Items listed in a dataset
────────────────────

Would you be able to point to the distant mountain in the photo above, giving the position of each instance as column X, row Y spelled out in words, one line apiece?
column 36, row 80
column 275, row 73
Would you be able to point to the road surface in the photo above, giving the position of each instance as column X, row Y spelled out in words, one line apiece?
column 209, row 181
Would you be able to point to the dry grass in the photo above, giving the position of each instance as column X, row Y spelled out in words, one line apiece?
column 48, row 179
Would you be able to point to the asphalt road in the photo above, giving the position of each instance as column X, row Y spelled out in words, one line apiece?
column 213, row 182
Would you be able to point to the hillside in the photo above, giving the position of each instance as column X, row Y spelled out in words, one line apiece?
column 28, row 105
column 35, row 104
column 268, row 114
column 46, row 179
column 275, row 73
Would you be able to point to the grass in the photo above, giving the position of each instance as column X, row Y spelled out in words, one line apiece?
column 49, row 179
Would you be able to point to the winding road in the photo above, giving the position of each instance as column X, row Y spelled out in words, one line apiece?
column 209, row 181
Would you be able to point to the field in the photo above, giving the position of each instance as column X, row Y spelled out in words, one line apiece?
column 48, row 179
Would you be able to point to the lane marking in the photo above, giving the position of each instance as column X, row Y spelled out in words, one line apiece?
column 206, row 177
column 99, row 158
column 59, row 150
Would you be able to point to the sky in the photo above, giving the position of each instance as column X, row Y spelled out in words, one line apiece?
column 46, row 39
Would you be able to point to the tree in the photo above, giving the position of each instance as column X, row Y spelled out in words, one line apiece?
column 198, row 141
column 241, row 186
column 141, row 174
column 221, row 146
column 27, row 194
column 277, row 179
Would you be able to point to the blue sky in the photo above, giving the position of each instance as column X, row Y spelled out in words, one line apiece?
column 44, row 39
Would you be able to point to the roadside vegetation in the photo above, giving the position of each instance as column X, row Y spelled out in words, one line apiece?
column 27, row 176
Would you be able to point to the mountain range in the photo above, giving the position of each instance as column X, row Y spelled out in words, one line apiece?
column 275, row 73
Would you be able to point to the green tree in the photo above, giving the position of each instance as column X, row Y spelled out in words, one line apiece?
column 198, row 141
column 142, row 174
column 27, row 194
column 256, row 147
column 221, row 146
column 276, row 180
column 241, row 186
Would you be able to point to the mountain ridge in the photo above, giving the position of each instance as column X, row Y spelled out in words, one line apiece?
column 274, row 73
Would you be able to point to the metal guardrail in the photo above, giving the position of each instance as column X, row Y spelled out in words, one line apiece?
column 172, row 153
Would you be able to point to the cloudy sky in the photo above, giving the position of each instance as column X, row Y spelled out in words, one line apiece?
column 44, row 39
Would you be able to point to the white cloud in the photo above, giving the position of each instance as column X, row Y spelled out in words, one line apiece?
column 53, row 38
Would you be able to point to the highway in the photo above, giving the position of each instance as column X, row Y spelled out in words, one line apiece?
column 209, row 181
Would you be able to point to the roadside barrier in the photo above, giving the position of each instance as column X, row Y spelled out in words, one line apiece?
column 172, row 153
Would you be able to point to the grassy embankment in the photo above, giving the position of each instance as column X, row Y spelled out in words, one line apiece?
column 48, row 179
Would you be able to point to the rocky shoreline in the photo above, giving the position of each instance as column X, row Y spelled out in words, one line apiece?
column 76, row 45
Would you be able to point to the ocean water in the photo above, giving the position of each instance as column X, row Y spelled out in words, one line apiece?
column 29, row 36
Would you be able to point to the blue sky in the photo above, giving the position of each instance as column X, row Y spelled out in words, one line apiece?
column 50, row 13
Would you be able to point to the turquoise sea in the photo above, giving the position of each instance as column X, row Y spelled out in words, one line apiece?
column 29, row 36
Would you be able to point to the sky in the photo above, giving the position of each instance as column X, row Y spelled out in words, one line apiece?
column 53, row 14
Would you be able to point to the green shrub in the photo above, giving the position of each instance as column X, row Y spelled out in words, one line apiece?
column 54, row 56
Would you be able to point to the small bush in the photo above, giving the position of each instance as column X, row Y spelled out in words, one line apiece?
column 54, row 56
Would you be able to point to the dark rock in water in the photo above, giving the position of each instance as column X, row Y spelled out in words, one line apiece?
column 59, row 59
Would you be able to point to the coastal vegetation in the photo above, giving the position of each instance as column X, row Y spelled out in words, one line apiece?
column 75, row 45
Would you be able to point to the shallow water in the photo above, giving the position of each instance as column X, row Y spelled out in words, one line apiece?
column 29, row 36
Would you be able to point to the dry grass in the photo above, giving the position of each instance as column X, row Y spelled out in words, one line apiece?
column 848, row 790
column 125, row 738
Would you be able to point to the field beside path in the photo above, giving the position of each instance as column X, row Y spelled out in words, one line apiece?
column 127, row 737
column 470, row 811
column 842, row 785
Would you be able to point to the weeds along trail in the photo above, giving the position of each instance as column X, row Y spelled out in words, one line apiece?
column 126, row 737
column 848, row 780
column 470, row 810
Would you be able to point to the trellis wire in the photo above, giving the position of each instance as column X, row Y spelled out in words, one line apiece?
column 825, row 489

────────────────────

ACTION ITEM | Word for word, set down all the lines above.

COMPLETED EXERCISE |
Would you be able to point to the distant mountain in the photo above, giving the position of each instance as column X, row Y spelled out in words, one line apiece?
column 36, row 80
column 275, row 73
Would you be able to point to the road surface in the photo above, giving the position of each instance as column X, row Y spelled out in words, one line apiece?
column 209, row 181
Would you be able to point to the dry grass in the photo above, giving the position of each instance as column X, row Y spelled out in words, one line apiece?
column 48, row 179
Would you be able to point to the asphalt road in the photo above, giving the position of each instance as column X, row Y spelled out in words, one line apiece?
column 213, row 182
Would you be able to point to the hillside in the photo above, giving the position of each instance as column X, row Y spelled out in words, one line apiece?
column 28, row 105
column 35, row 104
column 268, row 114
column 46, row 179
column 275, row 73
Would you be able to point to the grass in the photo above, giving the position of each instance as column X, row Y spelled out in words, one line apiece?
column 49, row 179
Would you be able to point to the winding road in the photo above, giving the position of each instance as column X, row Y spelled out in words, one line apiece?
column 209, row 181
Would you be able to point to the field in the photo above, giving the position of each instance as column X, row Y spelled out in words, one line apiece?
column 48, row 179
Would you be able to point to the lane marking in the photo above, giving the position of each instance as column X, row Y spelled out in words, one line apiece?
column 206, row 177
column 99, row 158
column 59, row 150
Would you be able to point to the sky in the photo above, giving the position of each instance as column X, row Y spelled out in words, one line apiece?
column 46, row 39
Would you be able to point to the tree in the photo above, giving the position of each instance as column X, row Y spelled out in words, one line apiece?
column 198, row 141
column 241, row 186
column 141, row 174
column 221, row 146
column 27, row 194
column 277, row 179
Would you be able to point to the blue sky in the photo above, giving the position of each instance as column X, row Y spelled out in words, one line apiece?
column 44, row 39
Would you be able to point to the roadside vegetation in the photo above, giving the position of each instance as column X, row Y spelled out in words, one line apiece?
column 27, row 176
Would you be able to point to the mountain range in the photo above, giving the position of each instance as column X, row Y spelled out in words, one line apiece?
column 275, row 73
Would you be able to point to the green tree in the photo above, giving the position of each instance as column X, row Y spelled out in words, one line apiece?
column 198, row 141
column 142, row 174
column 27, row 194
column 256, row 147
column 221, row 146
column 276, row 180
column 241, row 186
Would you be able to point to the mountain ridge in the photo above, giving the position of each instance as column X, row Y spelled out in words, one line apiece?
column 274, row 73
Would you be able to point to the metal guardrail in the photo above, giving the position of each instance as column X, row Y spelled out in words, one line apiece?
column 172, row 153
Would you be able to point to the cloudy sky in the photo above, giving the position of each instance as column X, row Y spelled out in words, one line apiece?
column 44, row 39
Would you be able to point to the white cloud in the photo above, giving the position of each instance as column X, row Y spelled out in words, one line apiece?
column 53, row 38
Would you be able to point to the highway in the photo above, giving the position of each instance as column X, row Y spelled out in words, one line apiece?
column 209, row 181
Would you be able to point to the roadside barrier in the photo above, giving the position of each instance as column X, row Y spelled out in words, one line apiece?
column 172, row 153
Would you be able to point to the grassy embankment in the photo above, giving the position of each instance as column X, row Y spelled out in words, one line apiece?
column 48, row 179
Would you be able to point to the rocky shoreline in the photo above, giving the position of each instance as column X, row Y spelled out in words, one line apiece?
column 76, row 45
Would you be able to point to the ocean water in the photo above, giving the position of each instance as column X, row Y spelled out in words, one line apiece?
column 29, row 36
Would you be able to point to the blue sky in the photo above, giving the position of each instance as column X, row Y spelled out in words, one line apiece?
column 50, row 13
Would you be able to point to the turquoise sea in the photo above, giving the position of each instance as column X, row Y spelled out in words, one line apiece?
column 29, row 36
Would you be able to point to the sky in the photo above, giving the position of each instance as column X, row Y spelled out in words, one line apiece?
column 53, row 14
Would you be able to point to the green shrub in the photo above, giving the position of each instance as column X, row Y spelled out in words, one line apiece?
column 54, row 56
Would you be able to point to the small bush in the photo above, giving the position of each instance as column X, row Y spelled out in words, one line apiece?
column 54, row 56
Would you be able to point to the dark rock in water in the photo above, giving the position of each instance as column X, row Y spelled out in words, one line apiece?
column 59, row 59
Would you be able to point to the coastal vegetation in the photo above, giving the position of each instance as column X, row Y spelled out in words, one line apiece?
column 75, row 45
Would you be able to point to the shallow water in the photo above, giving the position of each instance as column X, row Y spelled out in words, one line apiece?
column 29, row 36
Would you be able to point to the dry grass in the photo above, giving the position of each instance as column X, row Y spelled out in words, one line apiece?
column 848, row 790
column 125, row 738
Would you be able to point to the field beside path in the photo above, giving the position of each instance as column X, row Y spelled out in words, one line apiece?
column 127, row 737
column 470, row 811
column 842, row 785
Would you be able to point to the weeds along trail in the photo above, giving the position of each instance as column X, row Y spelled out in words, one line apiece?
column 126, row 737
column 848, row 780
column 470, row 810
Would you be able to point to the trellis wire in the photo above, giving the position of each instance as column X, row Y spelled out in words, one line apiece?
column 825, row 489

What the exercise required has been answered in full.